### Data for processing ###

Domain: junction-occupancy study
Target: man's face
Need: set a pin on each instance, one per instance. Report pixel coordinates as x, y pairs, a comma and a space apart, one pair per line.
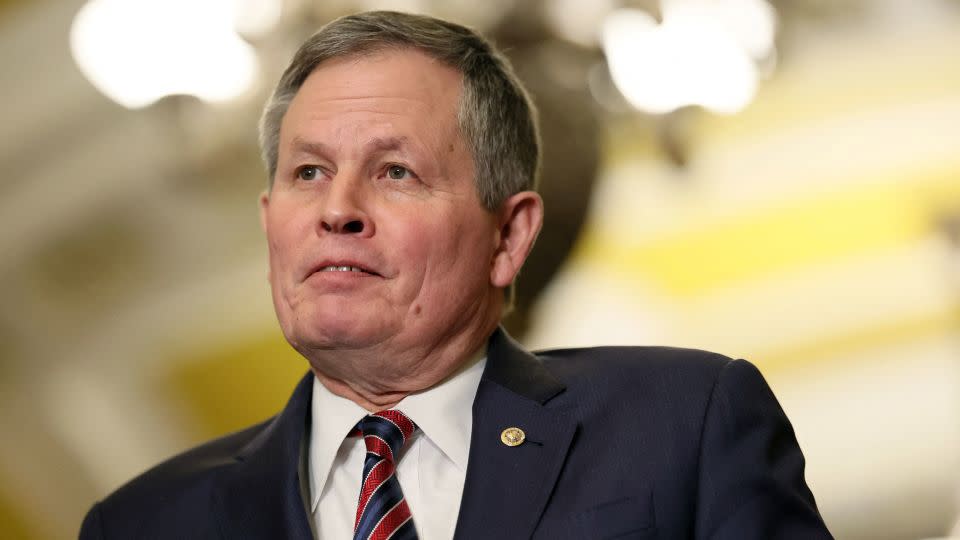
375, 229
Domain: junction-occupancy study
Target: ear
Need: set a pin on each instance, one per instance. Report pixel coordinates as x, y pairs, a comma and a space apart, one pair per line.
520, 218
264, 205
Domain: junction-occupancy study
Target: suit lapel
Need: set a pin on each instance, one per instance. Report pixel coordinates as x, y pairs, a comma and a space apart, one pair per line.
259, 496
507, 488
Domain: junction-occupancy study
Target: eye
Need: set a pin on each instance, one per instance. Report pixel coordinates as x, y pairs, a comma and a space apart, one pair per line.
397, 172
308, 173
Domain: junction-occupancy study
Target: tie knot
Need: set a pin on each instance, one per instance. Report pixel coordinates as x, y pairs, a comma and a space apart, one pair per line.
386, 432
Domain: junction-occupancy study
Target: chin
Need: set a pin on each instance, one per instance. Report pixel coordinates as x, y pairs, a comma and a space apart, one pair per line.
336, 331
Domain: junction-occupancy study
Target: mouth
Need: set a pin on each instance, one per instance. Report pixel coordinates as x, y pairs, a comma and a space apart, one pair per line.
343, 267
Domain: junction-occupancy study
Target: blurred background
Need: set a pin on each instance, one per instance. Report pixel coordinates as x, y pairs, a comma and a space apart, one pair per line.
773, 180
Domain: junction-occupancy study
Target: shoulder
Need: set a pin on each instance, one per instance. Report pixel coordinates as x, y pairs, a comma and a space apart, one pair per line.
168, 495
631, 366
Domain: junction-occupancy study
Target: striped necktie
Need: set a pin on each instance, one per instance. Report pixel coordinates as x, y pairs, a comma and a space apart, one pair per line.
382, 512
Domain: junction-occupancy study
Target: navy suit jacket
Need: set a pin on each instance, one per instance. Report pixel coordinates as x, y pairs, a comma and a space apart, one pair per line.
621, 442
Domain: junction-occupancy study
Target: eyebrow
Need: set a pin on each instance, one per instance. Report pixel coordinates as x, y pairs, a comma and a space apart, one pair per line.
376, 144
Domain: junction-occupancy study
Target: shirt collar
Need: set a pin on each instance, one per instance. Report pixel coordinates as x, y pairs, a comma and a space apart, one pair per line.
444, 414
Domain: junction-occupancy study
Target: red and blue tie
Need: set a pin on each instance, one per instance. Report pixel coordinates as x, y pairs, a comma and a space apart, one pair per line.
382, 512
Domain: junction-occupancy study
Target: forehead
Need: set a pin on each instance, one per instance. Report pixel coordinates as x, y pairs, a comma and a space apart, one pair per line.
402, 85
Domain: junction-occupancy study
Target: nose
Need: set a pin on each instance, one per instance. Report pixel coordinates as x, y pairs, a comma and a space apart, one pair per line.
344, 208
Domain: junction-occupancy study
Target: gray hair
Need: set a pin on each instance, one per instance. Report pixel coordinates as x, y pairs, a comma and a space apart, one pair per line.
496, 116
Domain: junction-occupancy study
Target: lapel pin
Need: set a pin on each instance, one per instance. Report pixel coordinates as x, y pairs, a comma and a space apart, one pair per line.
512, 436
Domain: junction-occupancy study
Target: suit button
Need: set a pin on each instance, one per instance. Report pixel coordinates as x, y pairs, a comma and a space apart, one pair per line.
513, 436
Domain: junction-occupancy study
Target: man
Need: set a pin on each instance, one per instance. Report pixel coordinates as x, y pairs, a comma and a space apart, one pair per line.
402, 154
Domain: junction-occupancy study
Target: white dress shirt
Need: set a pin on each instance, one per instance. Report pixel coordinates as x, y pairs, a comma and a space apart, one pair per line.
431, 469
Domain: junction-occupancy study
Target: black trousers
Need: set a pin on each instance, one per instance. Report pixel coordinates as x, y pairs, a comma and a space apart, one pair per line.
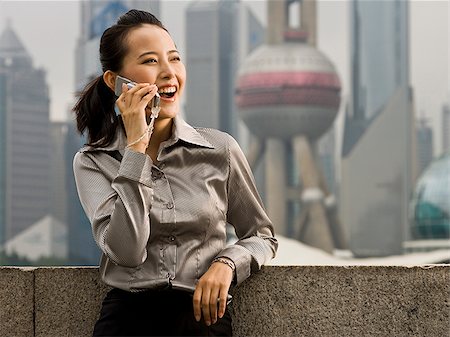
154, 313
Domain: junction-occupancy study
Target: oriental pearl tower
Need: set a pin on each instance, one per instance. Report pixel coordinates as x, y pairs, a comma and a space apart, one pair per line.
288, 94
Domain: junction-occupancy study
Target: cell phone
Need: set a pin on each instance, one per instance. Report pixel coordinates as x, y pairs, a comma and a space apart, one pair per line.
154, 103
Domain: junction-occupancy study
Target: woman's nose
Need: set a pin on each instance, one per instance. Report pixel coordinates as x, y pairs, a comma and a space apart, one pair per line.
167, 70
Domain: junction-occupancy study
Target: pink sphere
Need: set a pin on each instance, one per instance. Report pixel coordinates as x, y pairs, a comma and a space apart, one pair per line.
286, 90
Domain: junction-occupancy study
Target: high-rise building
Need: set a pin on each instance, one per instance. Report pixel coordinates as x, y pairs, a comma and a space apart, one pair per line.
288, 94
219, 35
378, 145
446, 128
96, 16
58, 171
212, 54
24, 138
424, 138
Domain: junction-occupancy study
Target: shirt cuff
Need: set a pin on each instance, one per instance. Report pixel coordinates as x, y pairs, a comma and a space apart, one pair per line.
241, 258
136, 166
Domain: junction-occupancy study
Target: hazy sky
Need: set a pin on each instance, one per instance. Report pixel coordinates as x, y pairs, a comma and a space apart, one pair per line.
49, 31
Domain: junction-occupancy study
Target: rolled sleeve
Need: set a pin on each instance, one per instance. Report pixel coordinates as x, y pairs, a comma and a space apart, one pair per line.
257, 244
117, 207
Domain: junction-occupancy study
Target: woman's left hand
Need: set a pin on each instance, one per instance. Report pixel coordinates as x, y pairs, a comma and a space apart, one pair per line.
210, 296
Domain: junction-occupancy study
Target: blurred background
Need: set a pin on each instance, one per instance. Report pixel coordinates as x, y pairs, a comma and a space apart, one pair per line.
342, 108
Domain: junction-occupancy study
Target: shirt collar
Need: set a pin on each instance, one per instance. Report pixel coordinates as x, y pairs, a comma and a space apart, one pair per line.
180, 131
185, 132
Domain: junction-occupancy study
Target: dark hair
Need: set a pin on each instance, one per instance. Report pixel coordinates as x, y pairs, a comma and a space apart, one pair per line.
94, 109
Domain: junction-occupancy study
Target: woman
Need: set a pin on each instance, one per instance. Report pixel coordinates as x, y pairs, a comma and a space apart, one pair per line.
159, 202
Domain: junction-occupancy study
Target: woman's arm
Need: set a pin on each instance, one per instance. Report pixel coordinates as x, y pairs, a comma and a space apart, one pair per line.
256, 246
118, 210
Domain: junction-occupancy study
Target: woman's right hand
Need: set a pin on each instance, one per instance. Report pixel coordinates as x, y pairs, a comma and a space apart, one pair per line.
132, 104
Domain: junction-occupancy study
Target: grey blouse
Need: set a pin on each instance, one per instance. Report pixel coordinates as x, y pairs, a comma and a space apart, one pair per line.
161, 224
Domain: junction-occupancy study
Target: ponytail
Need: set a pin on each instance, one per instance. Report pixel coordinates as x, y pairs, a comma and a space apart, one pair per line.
94, 111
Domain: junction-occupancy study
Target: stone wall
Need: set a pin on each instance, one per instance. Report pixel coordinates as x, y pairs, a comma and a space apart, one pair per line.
277, 301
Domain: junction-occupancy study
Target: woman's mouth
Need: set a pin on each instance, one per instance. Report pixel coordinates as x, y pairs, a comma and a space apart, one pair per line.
167, 93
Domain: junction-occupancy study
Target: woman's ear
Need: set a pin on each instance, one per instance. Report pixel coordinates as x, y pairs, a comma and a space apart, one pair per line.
110, 79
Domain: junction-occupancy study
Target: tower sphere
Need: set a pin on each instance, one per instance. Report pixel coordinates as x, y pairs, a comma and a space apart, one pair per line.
286, 90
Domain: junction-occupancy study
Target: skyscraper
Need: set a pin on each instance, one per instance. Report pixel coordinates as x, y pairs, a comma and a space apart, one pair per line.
219, 35
24, 138
446, 128
96, 16
424, 144
377, 154
212, 54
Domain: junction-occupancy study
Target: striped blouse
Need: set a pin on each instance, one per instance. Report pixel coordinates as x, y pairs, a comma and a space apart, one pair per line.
162, 224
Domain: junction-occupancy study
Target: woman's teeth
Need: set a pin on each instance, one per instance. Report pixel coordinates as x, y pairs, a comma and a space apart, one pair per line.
167, 92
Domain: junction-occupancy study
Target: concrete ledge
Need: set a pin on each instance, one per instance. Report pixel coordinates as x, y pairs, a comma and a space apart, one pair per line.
16, 302
67, 301
277, 301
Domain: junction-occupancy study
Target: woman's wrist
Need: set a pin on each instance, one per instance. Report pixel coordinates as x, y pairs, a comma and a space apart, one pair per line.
226, 261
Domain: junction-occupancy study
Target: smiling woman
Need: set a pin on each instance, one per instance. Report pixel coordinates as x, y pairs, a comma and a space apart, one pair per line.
159, 202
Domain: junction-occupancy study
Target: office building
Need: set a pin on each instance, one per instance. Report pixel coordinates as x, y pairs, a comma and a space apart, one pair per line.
24, 138
378, 145
96, 16
446, 128
288, 94
424, 138
219, 35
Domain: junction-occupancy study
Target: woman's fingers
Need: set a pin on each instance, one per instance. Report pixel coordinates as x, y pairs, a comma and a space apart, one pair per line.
223, 301
210, 296
213, 303
197, 303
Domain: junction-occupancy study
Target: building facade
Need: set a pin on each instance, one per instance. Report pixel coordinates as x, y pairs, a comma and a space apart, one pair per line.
219, 35
446, 128
424, 137
24, 139
96, 16
378, 145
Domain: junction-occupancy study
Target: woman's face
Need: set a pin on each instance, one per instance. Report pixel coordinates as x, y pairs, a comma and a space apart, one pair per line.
153, 58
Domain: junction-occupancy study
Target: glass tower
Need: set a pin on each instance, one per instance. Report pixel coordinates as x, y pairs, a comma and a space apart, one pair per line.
24, 138
379, 133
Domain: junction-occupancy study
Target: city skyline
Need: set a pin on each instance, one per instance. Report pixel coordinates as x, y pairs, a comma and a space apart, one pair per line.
429, 60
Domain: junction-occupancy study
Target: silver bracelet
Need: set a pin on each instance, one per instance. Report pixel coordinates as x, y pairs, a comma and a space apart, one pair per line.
226, 261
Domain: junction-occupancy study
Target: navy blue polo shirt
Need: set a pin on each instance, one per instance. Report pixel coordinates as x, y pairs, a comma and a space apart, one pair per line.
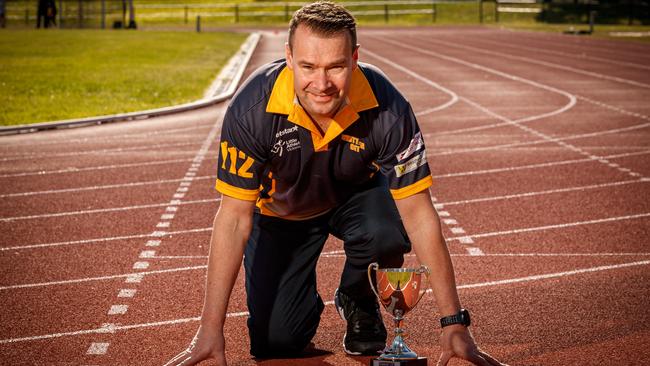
272, 152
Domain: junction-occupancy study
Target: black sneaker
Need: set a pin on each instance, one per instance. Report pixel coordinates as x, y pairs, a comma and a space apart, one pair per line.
365, 334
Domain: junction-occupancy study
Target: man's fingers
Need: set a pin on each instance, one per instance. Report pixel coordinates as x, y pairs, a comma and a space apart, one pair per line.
492, 361
444, 358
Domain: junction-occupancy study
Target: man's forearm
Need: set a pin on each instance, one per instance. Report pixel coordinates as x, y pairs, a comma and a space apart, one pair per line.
423, 227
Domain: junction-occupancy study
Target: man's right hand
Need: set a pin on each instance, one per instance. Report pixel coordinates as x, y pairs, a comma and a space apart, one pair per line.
206, 344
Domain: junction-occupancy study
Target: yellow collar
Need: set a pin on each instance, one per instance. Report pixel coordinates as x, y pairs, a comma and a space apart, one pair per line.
283, 101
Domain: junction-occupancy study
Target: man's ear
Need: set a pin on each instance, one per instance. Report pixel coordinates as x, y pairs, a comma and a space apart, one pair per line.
288, 56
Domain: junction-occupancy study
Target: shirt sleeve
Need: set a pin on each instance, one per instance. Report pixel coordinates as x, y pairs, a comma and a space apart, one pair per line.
241, 160
403, 158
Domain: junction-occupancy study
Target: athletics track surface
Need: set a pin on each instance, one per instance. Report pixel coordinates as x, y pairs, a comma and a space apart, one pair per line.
540, 148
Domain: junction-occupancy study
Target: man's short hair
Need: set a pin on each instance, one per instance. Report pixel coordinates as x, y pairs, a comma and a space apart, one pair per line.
325, 18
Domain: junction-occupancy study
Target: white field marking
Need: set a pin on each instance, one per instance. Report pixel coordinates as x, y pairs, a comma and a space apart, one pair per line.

###

Brief |
Locate every line in the rows above that contains the word "striped", and copy each one. Case counts.

Answer for this exercise |
Target: striped necktie
Target: striped blouse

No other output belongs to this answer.